Passage to read ▸
···
Figure 17b corresponds to the case, L = 2 mm, which shows that the density and the pressure are uniform in a small central zone on the axis. However, the material velocity is non-zero, except at the central point. This means that the entire sample material is expanding.

Figure 17c represents the case, L = 3 mm. It is seen that the density and the pressure are uniform within 1.4 mm at the center of the target. The material velocity in this region is zero and the radius of this stationary zone is about 125 \(\upmu \)m.

Figure 17d corresponds to the case, L = 4 mm, which shows that the length of the steady state zone is now 2.3 mm. The radius of this zone is also 125 \(\upmu \)m. It is also to be noted that the density and the pressure values in the steady zones in Fig. 17c, d, respectively, are same as predicted by 1D calculations (see Table 5).
···
Stored items from a collection ▸
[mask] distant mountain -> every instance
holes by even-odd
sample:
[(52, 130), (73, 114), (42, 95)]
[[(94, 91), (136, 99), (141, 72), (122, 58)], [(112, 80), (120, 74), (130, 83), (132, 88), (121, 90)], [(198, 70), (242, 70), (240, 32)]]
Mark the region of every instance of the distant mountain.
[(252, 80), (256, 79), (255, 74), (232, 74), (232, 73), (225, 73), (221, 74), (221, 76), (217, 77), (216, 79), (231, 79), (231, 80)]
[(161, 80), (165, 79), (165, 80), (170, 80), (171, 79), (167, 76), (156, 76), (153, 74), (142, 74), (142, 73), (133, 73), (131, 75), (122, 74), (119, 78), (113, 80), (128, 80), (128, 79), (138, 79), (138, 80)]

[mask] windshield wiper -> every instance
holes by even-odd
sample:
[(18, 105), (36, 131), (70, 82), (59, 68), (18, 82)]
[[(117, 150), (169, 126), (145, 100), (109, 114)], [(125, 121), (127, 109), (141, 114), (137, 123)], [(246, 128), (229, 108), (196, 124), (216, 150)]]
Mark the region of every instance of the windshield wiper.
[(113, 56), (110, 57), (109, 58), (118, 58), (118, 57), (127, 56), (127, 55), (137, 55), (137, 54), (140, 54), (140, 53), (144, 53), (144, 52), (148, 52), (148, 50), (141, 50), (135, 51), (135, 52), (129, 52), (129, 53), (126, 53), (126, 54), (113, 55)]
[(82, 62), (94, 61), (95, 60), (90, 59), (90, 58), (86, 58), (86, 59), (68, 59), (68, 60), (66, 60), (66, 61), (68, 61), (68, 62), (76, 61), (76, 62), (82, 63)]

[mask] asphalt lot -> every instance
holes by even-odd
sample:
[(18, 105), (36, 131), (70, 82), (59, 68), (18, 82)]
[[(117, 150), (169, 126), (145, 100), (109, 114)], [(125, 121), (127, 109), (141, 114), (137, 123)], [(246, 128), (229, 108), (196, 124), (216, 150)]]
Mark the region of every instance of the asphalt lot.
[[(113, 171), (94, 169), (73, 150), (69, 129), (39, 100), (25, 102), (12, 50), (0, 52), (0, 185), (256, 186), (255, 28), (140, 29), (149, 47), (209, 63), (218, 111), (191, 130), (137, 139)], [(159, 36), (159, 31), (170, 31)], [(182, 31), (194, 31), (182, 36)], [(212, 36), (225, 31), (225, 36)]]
···
Task item ▸ Give every value of L that the passage about Figure 17 states, each with the figure panel it corresponds to.

Answer to the exercise ▸
L = 2 mm: Figure 17b
L = 3 mm: Figure 17c
L = 4 mm: Figure 17d